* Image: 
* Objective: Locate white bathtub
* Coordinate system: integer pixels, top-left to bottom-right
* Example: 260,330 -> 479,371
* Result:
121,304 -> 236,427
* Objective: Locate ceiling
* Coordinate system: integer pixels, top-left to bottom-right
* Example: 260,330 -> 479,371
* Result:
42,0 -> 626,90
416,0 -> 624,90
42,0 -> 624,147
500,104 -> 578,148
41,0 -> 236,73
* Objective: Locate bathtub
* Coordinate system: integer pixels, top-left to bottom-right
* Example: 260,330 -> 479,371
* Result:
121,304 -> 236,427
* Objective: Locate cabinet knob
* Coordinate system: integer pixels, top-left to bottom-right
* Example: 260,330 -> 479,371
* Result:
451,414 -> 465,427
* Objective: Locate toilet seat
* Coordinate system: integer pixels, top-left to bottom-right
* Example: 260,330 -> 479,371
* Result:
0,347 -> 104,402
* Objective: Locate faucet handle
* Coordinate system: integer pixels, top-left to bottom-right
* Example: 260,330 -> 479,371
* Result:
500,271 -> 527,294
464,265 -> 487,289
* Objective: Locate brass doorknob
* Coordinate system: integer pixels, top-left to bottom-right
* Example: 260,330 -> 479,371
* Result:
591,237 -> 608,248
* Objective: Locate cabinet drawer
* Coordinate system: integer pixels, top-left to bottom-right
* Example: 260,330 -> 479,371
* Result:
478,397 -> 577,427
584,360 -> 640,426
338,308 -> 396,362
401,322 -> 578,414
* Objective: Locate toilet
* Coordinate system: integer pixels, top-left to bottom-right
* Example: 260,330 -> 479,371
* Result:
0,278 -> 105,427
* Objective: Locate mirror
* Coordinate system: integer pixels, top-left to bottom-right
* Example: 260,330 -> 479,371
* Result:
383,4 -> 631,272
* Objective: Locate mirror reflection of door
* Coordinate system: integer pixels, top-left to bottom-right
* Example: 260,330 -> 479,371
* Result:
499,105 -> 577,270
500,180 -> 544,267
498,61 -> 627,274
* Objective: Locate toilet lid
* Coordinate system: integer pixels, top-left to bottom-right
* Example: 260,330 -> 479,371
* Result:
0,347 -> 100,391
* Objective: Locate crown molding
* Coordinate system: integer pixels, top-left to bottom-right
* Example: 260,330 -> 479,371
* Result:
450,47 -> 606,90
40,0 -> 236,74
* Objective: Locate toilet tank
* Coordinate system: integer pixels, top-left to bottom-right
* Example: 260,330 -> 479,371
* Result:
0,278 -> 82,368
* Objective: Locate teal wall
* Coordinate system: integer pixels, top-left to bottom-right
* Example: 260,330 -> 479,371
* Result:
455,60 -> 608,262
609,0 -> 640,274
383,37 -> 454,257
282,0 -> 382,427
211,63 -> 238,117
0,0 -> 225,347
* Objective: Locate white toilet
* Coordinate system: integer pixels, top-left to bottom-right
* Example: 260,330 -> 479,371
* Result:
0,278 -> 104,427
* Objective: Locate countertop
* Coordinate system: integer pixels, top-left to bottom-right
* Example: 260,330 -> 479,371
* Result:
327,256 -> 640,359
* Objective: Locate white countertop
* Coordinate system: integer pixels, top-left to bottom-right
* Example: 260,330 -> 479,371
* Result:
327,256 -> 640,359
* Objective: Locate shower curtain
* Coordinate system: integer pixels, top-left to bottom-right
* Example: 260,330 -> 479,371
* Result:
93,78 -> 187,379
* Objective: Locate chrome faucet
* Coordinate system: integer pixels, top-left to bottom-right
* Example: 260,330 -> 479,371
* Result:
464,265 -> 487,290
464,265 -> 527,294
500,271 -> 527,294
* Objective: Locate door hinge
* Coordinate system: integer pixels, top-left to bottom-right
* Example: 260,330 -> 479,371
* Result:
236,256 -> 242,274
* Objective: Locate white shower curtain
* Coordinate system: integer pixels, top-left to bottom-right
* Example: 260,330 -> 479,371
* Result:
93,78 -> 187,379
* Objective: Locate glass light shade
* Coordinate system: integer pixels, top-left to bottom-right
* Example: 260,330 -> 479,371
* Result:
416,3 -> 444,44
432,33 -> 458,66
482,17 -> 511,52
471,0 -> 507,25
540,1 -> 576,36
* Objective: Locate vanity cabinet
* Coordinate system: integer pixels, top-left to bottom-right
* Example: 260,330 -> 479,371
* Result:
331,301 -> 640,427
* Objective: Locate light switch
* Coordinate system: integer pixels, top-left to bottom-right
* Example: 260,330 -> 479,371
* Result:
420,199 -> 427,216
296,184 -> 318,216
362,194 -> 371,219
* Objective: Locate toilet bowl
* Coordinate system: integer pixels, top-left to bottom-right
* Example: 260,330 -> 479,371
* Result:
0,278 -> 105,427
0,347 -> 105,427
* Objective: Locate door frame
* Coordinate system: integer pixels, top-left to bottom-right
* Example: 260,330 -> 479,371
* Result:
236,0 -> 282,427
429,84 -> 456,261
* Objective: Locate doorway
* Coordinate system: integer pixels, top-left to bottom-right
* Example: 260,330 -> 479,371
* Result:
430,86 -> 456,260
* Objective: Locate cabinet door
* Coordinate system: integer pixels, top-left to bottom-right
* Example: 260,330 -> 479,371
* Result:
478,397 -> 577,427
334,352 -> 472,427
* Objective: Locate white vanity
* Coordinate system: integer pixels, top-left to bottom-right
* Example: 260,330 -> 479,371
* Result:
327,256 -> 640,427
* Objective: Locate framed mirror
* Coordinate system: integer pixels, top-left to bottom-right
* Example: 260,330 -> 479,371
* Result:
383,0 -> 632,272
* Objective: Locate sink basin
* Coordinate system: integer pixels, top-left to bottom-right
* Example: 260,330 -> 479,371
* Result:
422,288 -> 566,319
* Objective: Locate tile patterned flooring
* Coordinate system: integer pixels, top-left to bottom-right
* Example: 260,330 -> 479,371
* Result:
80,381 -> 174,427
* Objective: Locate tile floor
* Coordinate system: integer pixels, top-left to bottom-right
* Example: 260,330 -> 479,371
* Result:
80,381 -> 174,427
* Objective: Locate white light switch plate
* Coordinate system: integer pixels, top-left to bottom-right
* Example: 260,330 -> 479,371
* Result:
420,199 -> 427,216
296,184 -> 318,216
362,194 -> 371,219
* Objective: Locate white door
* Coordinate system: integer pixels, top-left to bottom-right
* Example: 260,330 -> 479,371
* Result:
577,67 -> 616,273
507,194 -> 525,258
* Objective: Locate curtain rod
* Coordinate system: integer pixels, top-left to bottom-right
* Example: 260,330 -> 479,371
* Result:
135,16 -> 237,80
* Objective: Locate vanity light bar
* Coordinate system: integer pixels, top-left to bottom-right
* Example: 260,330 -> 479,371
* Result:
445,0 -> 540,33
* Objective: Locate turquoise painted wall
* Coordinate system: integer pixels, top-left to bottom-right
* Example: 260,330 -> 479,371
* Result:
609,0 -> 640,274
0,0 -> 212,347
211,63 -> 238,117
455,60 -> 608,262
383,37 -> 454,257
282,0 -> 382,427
******************************
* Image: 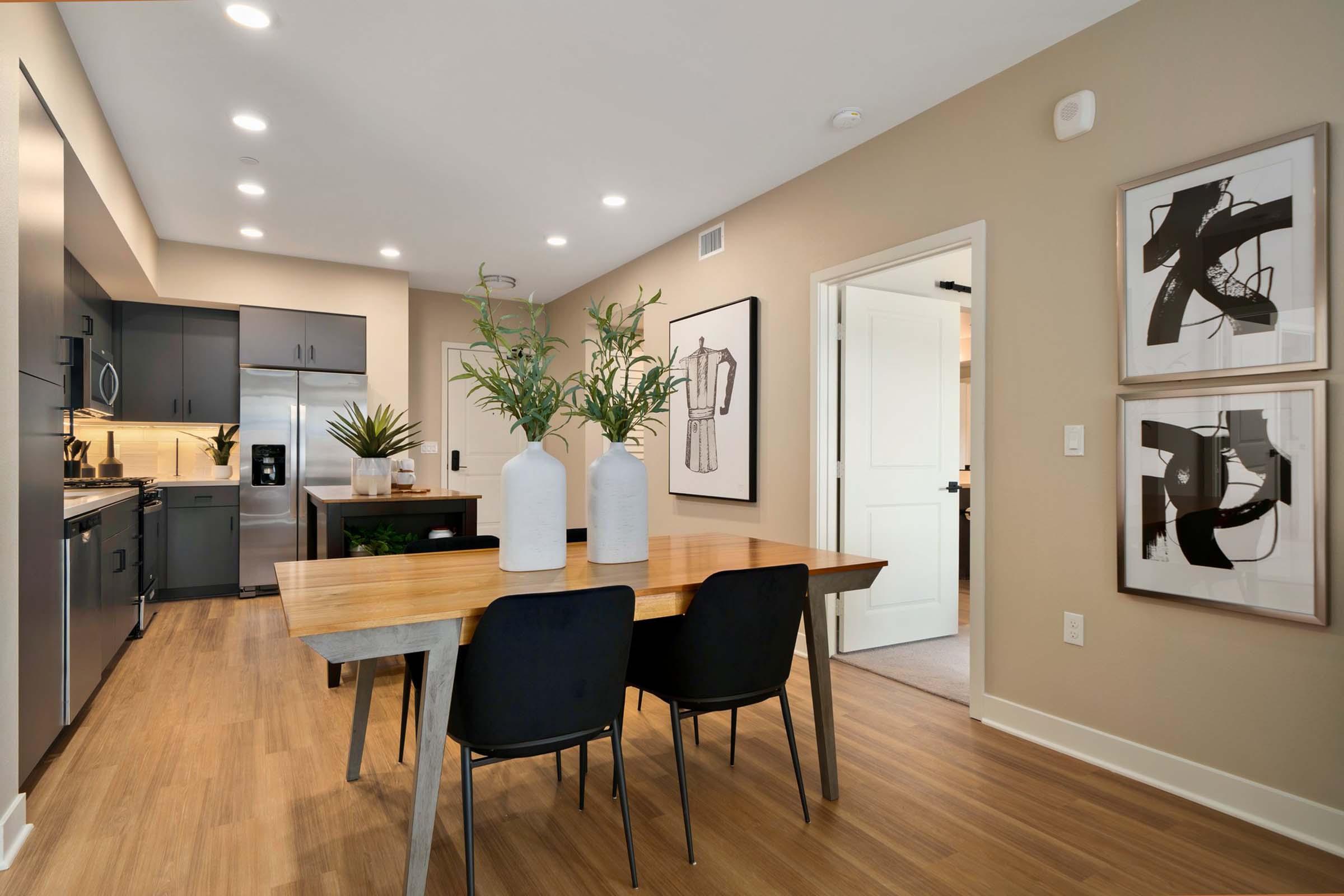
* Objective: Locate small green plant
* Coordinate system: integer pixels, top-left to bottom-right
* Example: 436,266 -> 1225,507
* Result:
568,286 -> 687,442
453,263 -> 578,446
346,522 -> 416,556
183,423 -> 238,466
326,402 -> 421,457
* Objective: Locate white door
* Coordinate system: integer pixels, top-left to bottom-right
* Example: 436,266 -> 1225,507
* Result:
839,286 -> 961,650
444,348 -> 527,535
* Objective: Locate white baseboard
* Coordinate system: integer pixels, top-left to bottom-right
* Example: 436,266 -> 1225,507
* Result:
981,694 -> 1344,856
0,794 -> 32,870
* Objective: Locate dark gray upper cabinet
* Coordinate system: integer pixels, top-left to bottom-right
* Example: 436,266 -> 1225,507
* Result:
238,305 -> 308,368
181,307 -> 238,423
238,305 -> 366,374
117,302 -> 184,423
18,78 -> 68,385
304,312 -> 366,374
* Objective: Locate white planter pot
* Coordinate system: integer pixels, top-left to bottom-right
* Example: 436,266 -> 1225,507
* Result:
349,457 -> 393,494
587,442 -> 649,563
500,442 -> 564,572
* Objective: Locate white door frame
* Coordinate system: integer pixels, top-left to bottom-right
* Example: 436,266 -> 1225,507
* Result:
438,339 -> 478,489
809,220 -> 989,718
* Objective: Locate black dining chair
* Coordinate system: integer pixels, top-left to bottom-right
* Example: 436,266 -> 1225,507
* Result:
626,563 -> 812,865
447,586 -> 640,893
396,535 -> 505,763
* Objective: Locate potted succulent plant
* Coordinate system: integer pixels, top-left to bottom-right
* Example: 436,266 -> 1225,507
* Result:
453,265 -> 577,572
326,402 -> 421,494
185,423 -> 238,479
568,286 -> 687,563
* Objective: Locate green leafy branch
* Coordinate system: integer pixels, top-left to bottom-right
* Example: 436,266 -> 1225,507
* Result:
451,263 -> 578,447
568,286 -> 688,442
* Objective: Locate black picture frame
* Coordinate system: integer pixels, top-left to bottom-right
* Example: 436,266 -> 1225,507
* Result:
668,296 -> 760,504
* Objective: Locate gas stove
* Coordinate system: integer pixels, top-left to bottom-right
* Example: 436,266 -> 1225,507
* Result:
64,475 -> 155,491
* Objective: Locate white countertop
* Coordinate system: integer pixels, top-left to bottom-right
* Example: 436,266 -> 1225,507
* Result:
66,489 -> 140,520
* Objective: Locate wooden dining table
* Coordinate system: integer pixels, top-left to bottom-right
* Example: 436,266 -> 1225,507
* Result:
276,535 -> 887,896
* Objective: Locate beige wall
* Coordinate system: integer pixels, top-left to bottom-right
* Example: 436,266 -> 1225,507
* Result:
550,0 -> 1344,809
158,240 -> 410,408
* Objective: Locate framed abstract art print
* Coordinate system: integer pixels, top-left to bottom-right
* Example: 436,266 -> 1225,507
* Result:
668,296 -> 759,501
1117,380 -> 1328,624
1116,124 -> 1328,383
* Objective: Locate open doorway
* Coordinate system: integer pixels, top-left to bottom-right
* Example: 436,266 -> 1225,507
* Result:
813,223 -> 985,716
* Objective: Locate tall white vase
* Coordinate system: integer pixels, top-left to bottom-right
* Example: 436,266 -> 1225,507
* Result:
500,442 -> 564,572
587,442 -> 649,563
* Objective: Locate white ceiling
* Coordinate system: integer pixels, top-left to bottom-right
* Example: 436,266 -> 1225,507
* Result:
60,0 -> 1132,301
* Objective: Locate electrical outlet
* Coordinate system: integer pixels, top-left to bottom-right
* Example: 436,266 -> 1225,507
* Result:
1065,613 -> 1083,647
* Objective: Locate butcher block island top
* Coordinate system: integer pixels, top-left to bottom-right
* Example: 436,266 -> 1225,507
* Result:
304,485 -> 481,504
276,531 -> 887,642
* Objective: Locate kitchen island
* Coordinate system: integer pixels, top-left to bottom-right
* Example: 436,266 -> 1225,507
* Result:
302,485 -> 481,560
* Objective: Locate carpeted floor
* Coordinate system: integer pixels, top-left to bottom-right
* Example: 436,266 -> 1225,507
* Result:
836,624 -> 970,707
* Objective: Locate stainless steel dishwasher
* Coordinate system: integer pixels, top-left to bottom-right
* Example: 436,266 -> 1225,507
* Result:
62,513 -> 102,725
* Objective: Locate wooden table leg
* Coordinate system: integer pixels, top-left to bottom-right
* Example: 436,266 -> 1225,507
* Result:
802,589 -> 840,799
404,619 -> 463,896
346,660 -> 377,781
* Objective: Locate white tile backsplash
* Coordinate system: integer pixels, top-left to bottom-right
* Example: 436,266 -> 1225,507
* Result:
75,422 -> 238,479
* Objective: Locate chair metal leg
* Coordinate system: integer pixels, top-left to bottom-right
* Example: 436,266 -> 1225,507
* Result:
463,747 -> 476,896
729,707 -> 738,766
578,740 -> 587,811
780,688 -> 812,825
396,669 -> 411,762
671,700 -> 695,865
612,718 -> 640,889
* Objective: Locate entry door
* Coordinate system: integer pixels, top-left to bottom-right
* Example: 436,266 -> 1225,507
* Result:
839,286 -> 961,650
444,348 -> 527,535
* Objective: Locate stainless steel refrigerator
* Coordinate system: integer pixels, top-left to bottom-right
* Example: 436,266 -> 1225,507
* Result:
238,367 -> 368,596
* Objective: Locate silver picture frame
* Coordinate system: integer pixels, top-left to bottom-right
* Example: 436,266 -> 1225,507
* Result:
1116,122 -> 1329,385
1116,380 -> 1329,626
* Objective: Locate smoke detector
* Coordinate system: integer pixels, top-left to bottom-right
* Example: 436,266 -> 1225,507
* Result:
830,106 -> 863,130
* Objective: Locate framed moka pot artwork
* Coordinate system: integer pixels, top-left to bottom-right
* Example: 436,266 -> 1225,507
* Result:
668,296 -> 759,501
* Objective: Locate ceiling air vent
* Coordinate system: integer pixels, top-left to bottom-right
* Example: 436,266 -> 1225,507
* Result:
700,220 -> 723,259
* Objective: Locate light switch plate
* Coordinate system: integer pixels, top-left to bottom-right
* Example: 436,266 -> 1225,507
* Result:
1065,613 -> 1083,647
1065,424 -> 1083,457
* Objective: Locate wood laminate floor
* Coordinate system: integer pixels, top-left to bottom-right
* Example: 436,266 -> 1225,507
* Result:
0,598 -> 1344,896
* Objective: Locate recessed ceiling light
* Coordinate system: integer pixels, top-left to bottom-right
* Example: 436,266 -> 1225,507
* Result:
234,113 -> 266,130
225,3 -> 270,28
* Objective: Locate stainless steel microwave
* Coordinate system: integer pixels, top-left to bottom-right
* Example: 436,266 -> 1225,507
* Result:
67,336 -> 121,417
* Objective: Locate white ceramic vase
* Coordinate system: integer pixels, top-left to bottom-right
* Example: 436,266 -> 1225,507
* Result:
******************************
PROMPT: Turn the lines from the one containing "Locate shower curtain" up to and including the one containing "327,256 -> 640,427" into a Markdown table. Use two columns, Index for a running number and Text for the line, and leave out any blank lines.

FINAL RESULT:
| Index | Text |
|---|---|
| 1 | * Objective: Locate shower curtain |
| 2 | * Coordinate system: integer pixels, top-left to bottom-right |
| 3 | * Example: 260,330 -> 479,371 |
| 4 | * Result: |
| 5 | 93,78 -> 187,379 |
| 6 | * Objective: Locate chrome faucet |
| 7 | * Coordinate system: integer pixels, top-left to bottom-right |
| 8 | * Example: 260,330 -> 479,371 |
| 9 | * Result: |
| 10 | 464,265 -> 487,290 |
| 11 | 464,265 -> 527,294 |
| 12 | 500,271 -> 527,294 |
| 13 | * Objective: Locate door hinge |
| 14 | * Coordinate system: integer pixels, top-left to bottom-right |
| 15 | * Example: 260,330 -> 479,371 |
| 16 | * Result: |
| 17 | 236,256 -> 242,274 |
| 18 | * Objective: Locate white shower curtain |
| 19 | * Coordinate system: integer pixels, top-left to bottom-right |
| 20 | * Example: 260,330 -> 479,371 |
| 21 | * Result: |
| 22 | 93,78 -> 187,379 |
| 23 | * Objective: Locate glass light shade |
| 24 | * Coordinate system: integer pixels, top-left to bottom-right |
| 25 | * Example: 260,330 -> 479,371 |
| 26 | * Result: |
| 27 | 416,3 -> 444,44 |
| 28 | 432,33 -> 458,66 |
| 29 | 482,17 -> 511,52 |
| 30 | 471,0 -> 507,25 |
| 31 | 540,1 -> 576,36 |
| 32 | * Objective: Locate vanity cabinet |
| 33 | * Coordinate system: integer pixels, top-left to bottom-right |
| 34 | * Example: 260,330 -> 479,371 |
| 35 | * Result: |
| 36 | 331,301 -> 640,427 |
| 37 | * Objective: Locate light switch |
| 38 | * Coordinate system: integer pixels, top-left to bottom-right |
| 39 | * Example: 260,330 -> 479,371 |
| 40 | * Result: |
| 41 | 420,199 -> 427,216 |
| 42 | 296,184 -> 318,216 |
| 43 | 362,194 -> 371,219 |
| 44 | * Objective: Locate toilet bowl |
| 45 | * Coordinate system: integer pixels, top-left to bottom-right |
| 46 | * Example: 260,330 -> 479,371 |
| 47 | * Result: |
| 48 | 0,278 -> 105,427 |
| 49 | 0,347 -> 105,427 |
| 50 | * Objective: Locate door frame |
| 51 | * Coordinate system: integer pixels, top-left to bottom-right |
| 52 | * Example: 260,330 -> 479,371 |
| 53 | * Result: |
| 54 | 236,0 -> 282,427 |
| 55 | 429,84 -> 456,261 |
| 56 | * Objective: Locate doorway |
| 57 | * Coordinate system: integer pixels, top-left to bottom-right |
| 58 | * Example: 260,330 -> 479,371 |
| 59 | * Result: |
| 60 | 430,86 -> 456,260 |
| 61 | * Objective: Locate cabinet door |
| 62 | * Coordinate system: integer pixels, top-left to bottom-right |
| 63 | * Example: 260,330 -> 479,371 |
| 64 | * Result: |
| 65 | 478,397 -> 577,427 |
| 66 | 334,352 -> 472,427 |
| 67 | * Objective: Locate white vanity |
| 68 | * Coordinate system: integer pixels, top-left to bottom-right |
| 69 | * Example: 260,330 -> 479,371 |
| 70 | * Result: |
| 71 | 327,256 -> 640,427 |